Given passage
** begin **

The voting smart contract mainly consists of three functions, i.e., push SFID, consensus, and reward payout. The push SFID function is used to allow the donor to submit the detection signature to the blockchain P2P network, the consensus function aims to tally up the verification results sent by the verifiers, and the reward payout function is implemented in compliance with the retribution mechanism.

Furthermore, regarding the token values setup in a permissioned blockchain, the smart contract is initialized with a high amount of tokens to ensure that the system has enough funds for rewarding the participants who make contribution and in turn ensuring that the system can keep functioning for a long term. For instance, the smart contract is initialized with 10 million tokens, and each participant in the P2P network is credited with 1000 tokens initially by the smart contract. The donor node has to firstly deposit 100 tokens with the smart contract before it can write a SFID to the smart contract. Also, we specify the extra reward for the donor as 100 tokens and the total reward for the verifiers as 100 tokens as well.

In addition, the number of participant nodes (including donor and verifier) could vary from 10 to 100 in our experiment setting. More details are presented in the following experimental results.

6 Experiments

The section shows that several experiments are conducted built on the prototype implementation, and the corresponding experimental results are presented for evaluating our approach.

** end **

Work to do
[1] According to the smart contract passage, how many tokens does each participant in the P2P network get at the start?
[2] Write out the stretch of the smart contract passage from "Furthermore, regarding the" through "tokens as well.".
The entries that follow are separate material with no link to the smart contract passage.

Data supplied
** begin **

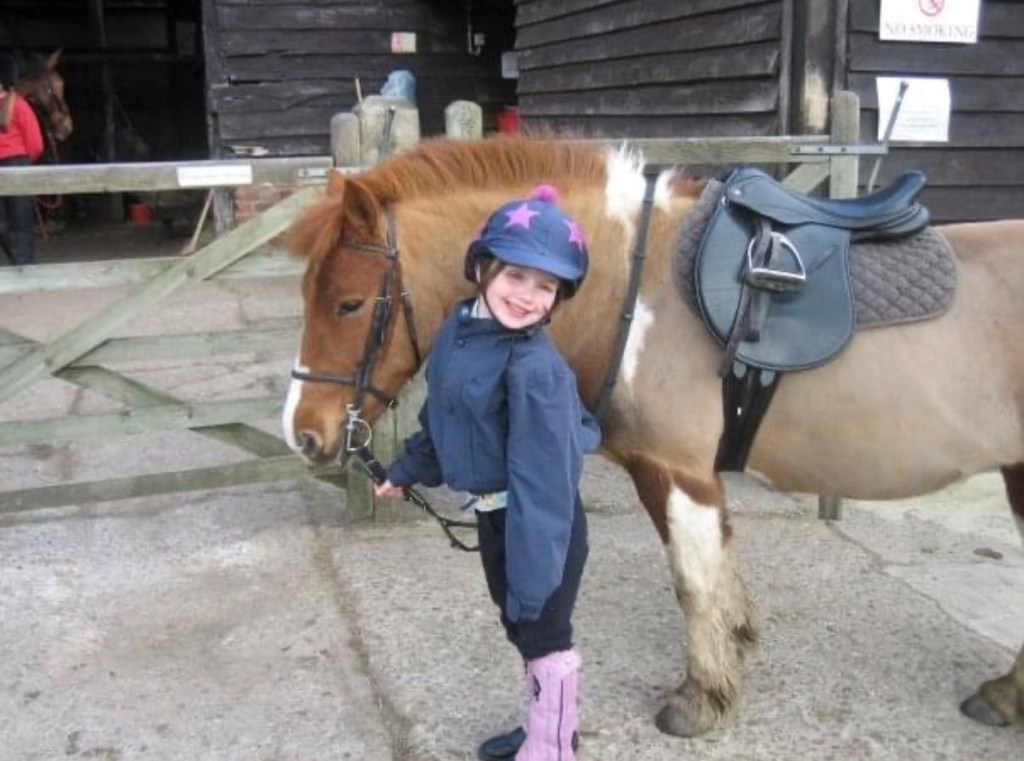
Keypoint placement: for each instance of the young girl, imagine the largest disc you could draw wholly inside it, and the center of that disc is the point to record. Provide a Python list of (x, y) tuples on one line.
[(504, 421)]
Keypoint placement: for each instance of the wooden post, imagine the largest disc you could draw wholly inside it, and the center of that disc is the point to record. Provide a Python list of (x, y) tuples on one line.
[(842, 183), (386, 126), (845, 131), (464, 120), (345, 150)]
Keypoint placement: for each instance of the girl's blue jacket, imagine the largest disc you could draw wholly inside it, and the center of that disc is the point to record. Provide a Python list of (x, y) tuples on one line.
[(503, 413)]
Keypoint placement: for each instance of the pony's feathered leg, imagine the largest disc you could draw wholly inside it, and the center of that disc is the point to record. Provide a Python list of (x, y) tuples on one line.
[(721, 621), (1000, 702)]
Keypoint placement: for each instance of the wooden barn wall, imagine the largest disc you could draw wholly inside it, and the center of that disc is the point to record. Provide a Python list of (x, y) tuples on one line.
[(979, 174), (653, 69), (281, 69)]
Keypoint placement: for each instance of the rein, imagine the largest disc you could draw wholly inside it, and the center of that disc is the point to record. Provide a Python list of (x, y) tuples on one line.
[(358, 433)]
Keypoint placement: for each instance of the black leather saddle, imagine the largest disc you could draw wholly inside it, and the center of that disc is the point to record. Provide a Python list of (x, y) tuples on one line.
[(772, 268), (772, 284)]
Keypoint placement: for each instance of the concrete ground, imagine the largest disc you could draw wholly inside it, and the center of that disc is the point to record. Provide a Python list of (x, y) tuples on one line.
[(263, 623)]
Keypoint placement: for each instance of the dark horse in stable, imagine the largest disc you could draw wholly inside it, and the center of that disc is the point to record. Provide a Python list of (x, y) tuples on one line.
[(900, 411), (42, 86)]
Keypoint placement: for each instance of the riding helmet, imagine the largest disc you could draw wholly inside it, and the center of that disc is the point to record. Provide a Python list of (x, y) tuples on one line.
[(532, 233)]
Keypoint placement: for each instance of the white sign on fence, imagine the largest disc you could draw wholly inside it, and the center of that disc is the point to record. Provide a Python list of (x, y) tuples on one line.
[(930, 20), (403, 42), (924, 113), (215, 175)]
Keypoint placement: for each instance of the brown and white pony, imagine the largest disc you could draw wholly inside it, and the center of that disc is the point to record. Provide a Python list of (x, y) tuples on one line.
[(903, 411)]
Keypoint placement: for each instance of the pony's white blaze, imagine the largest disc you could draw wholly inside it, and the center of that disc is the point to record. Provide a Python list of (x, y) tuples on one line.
[(643, 319), (288, 415), (624, 192), (695, 546)]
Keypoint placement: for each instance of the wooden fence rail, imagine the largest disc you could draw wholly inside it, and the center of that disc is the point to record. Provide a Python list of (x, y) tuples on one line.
[(81, 354)]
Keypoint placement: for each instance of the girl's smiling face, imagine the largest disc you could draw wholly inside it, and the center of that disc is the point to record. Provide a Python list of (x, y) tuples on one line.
[(518, 297)]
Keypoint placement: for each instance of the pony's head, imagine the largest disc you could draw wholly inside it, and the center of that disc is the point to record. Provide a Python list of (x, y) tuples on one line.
[(371, 312), (358, 346), (41, 84)]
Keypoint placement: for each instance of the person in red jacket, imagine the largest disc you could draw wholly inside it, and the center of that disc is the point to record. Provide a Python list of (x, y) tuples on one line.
[(20, 144)]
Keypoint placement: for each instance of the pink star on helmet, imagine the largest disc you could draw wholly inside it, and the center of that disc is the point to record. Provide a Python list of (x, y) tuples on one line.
[(520, 215), (576, 235)]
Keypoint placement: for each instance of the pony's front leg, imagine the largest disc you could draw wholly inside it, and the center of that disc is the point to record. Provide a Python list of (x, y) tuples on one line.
[(690, 516), (1000, 702)]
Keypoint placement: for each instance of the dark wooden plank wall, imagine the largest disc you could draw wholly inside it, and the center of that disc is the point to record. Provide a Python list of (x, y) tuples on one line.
[(285, 67), (652, 69), (979, 174)]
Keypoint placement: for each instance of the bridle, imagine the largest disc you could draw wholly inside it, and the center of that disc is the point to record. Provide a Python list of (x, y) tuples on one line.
[(358, 432)]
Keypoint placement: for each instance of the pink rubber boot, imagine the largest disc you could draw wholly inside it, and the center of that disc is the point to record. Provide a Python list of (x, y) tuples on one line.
[(553, 719)]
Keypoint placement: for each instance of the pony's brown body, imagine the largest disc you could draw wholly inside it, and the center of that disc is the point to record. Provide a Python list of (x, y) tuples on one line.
[(903, 411)]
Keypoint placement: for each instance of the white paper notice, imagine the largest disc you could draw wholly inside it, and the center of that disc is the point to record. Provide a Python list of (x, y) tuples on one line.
[(930, 20), (924, 114), (403, 42), (215, 175)]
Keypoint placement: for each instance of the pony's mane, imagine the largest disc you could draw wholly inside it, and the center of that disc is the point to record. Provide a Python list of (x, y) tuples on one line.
[(499, 162), (436, 166)]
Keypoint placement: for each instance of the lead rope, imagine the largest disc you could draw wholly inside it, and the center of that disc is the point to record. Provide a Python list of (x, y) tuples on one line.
[(375, 470)]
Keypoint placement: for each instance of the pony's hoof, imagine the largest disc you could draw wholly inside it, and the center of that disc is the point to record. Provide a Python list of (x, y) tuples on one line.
[(687, 714), (978, 708)]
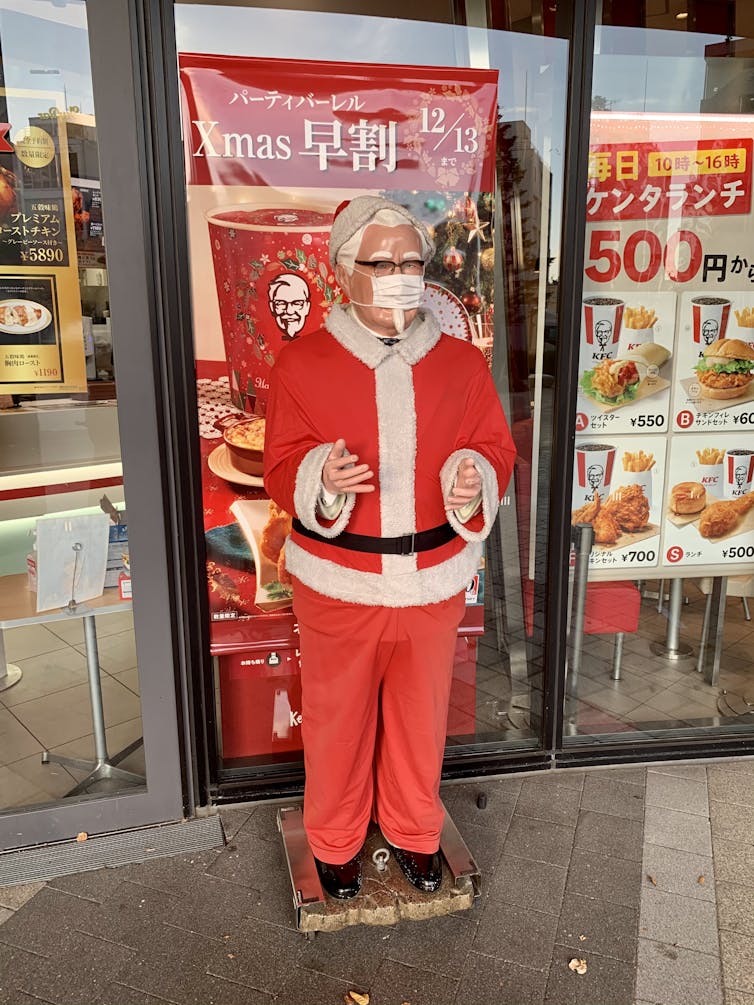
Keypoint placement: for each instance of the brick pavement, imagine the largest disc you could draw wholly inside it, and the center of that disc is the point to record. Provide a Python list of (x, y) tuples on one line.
[(645, 873)]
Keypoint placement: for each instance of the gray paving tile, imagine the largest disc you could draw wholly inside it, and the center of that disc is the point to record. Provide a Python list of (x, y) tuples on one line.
[(395, 982), (611, 795), (738, 998), (487, 981), (539, 840), (676, 976), (736, 908), (546, 799), (610, 835), (14, 897), (517, 935), (305, 987), (80, 974), (682, 770), (678, 793), (731, 785), (587, 926), (521, 881), (355, 954), (98, 885), (737, 952), (605, 981), (679, 872), (682, 921), (734, 862), (440, 946), (732, 821), (256, 955), (673, 829), (616, 880)]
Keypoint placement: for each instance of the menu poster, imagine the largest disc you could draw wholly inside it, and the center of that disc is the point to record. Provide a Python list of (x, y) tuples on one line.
[(715, 382), (625, 362), (271, 148), (41, 341), (617, 487), (709, 504)]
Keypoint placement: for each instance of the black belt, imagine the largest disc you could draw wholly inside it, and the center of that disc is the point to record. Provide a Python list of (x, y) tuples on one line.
[(408, 544)]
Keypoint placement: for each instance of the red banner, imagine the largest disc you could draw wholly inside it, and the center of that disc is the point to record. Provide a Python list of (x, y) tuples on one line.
[(334, 125), (649, 181)]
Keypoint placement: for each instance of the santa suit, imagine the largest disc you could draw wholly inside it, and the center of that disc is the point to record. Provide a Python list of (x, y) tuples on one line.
[(378, 631)]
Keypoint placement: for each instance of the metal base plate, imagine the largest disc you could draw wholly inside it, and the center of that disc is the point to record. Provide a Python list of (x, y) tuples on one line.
[(386, 896), (683, 650)]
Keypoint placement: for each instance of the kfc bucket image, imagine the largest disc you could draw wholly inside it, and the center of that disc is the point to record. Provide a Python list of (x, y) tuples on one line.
[(710, 320), (738, 472), (593, 473), (602, 320), (274, 283)]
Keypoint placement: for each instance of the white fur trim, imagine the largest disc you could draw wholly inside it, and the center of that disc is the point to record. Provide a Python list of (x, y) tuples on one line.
[(417, 587), (307, 493), (421, 336), (396, 425), (490, 496)]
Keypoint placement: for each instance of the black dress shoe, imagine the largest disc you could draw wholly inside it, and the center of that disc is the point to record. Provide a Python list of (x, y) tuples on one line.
[(342, 881), (422, 870)]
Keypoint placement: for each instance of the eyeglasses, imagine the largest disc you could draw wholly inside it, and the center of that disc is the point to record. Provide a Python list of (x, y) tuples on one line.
[(379, 268)]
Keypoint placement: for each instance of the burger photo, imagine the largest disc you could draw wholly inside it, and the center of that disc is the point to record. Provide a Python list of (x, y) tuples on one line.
[(612, 382), (726, 369)]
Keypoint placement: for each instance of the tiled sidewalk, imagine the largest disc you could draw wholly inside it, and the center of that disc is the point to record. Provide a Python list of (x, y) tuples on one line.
[(647, 874)]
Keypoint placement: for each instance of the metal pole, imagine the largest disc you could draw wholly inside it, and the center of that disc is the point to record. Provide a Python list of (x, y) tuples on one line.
[(584, 539), (672, 647), (96, 689)]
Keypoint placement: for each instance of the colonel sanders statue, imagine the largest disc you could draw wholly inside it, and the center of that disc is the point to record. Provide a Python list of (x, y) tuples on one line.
[(386, 440)]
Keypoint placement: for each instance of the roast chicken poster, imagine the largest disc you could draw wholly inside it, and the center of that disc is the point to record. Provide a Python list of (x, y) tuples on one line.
[(271, 148), (41, 340), (665, 421)]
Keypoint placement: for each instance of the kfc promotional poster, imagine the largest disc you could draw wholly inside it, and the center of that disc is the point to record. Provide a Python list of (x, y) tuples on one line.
[(709, 504), (667, 348), (617, 487), (271, 149)]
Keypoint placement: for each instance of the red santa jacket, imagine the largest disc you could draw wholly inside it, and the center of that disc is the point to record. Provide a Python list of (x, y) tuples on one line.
[(411, 411)]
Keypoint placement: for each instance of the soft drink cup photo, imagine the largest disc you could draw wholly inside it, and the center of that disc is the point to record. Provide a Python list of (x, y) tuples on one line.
[(274, 283), (709, 320), (602, 321), (593, 472), (738, 472)]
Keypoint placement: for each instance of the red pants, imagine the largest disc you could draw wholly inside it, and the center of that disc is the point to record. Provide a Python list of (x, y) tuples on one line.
[(375, 688)]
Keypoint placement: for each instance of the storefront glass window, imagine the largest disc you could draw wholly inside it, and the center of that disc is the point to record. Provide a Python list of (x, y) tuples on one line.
[(287, 113), (68, 678), (664, 468)]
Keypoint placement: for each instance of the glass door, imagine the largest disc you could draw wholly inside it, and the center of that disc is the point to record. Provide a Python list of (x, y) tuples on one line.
[(287, 113), (88, 729)]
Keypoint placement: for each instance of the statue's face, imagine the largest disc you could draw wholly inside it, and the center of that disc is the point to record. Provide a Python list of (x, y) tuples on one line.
[(398, 244)]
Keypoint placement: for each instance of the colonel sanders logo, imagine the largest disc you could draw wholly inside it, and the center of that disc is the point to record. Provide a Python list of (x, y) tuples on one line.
[(603, 334), (290, 304)]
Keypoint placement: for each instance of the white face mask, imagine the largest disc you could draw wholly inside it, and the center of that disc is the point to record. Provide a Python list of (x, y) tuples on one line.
[(396, 290)]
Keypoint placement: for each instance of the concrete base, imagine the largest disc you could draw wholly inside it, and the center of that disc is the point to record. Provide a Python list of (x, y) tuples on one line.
[(386, 895)]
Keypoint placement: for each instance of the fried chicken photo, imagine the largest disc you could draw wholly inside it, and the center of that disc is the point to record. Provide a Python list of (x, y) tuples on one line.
[(721, 518), (586, 513), (606, 528), (629, 508), (274, 533)]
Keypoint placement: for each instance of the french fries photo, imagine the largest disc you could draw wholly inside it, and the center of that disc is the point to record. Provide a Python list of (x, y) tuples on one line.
[(637, 460), (639, 318), (710, 455)]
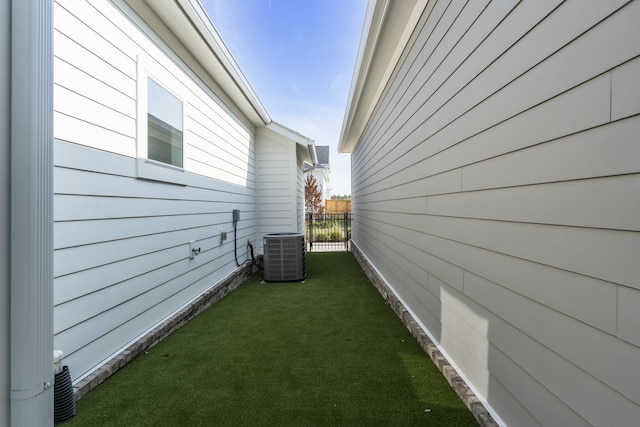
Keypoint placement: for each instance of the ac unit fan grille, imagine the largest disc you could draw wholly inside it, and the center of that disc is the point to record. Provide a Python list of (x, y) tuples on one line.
[(284, 257)]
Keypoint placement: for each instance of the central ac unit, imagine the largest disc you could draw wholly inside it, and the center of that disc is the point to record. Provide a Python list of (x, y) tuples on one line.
[(284, 257)]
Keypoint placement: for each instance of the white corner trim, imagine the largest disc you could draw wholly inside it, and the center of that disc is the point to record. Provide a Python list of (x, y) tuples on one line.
[(31, 341)]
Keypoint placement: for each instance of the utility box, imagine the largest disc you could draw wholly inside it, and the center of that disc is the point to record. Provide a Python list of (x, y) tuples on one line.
[(284, 257)]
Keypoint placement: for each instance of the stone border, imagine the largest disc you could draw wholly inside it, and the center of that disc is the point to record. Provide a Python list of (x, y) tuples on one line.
[(482, 416), (161, 331)]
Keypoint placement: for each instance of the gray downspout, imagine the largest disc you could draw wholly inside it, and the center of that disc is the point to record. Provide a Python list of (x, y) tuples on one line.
[(31, 300)]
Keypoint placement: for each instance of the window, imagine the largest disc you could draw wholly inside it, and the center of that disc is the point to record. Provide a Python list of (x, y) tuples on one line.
[(164, 125)]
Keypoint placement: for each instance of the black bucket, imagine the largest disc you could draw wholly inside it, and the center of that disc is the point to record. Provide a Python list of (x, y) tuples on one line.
[(64, 402)]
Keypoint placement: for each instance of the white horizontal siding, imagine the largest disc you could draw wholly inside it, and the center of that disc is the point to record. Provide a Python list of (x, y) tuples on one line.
[(121, 259), (496, 189), (122, 244), (97, 53)]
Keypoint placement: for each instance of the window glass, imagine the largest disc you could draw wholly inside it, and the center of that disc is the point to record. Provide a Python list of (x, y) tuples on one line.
[(164, 125)]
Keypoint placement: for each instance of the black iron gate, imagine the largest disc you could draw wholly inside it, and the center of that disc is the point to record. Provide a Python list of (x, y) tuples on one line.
[(328, 231)]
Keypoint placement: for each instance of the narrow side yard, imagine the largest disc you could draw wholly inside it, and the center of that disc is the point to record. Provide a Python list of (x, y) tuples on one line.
[(325, 352)]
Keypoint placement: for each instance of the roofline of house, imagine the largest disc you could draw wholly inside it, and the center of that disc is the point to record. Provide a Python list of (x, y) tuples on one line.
[(190, 23), (387, 28), (304, 144)]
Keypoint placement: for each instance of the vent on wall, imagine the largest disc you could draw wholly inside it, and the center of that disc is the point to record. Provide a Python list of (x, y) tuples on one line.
[(284, 257)]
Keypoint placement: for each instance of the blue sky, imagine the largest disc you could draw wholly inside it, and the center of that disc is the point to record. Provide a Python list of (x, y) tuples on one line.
[(299, 57)]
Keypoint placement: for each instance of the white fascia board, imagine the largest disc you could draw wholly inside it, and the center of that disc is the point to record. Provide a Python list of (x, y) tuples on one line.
[(304, 146), (386, 31), (190, 23)]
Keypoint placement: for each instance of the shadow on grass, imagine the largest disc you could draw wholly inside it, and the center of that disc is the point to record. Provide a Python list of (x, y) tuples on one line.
[(325, 352)]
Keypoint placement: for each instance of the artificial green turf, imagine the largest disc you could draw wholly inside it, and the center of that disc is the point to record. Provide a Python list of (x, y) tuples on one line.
[(325, 352)]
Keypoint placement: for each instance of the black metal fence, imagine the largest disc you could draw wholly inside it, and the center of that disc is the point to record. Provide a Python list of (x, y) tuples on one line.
[(328, 231)]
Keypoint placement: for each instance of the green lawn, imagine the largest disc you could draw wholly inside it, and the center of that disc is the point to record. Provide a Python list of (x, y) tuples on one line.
[(325, 352)]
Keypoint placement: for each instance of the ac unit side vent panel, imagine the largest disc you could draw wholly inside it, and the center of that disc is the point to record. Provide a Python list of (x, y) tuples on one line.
[(284, 257)]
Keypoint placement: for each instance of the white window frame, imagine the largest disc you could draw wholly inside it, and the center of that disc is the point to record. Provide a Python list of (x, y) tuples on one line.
[(147, 168)]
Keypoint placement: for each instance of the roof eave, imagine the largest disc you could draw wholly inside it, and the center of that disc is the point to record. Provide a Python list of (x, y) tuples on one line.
[(386, 31), (190, 23)]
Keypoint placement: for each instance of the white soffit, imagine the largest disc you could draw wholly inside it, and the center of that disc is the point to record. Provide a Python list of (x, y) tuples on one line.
[(386, 31), (189, 22)]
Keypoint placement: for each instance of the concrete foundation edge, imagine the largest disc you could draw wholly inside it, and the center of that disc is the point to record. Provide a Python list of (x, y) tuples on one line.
[(204, 301), (471, 401)]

** end **

Solved tasks
[1] 1000 tokens

[2]
Furthermore, regarding the token values setup in a permissioned blockchain, the smart contract is initialized with a high amount of tokens to ensure that the system has enough funds for rewarding the participants who make contribution and in turn ensuring that the system can keep functioning for a long term. For instance, the smart contract is initialized with 10 million tokens, and each participant in the P2P network is credited with 1000 tokens initially by the smart contract. The donor node has to firstly deposit 100 tokens with the smart contract before it can write a SFID to the smart contract. Also, we specify the extra reward for the donor as 100 tokens and the total reward for the verifiers as 100 tokens as well.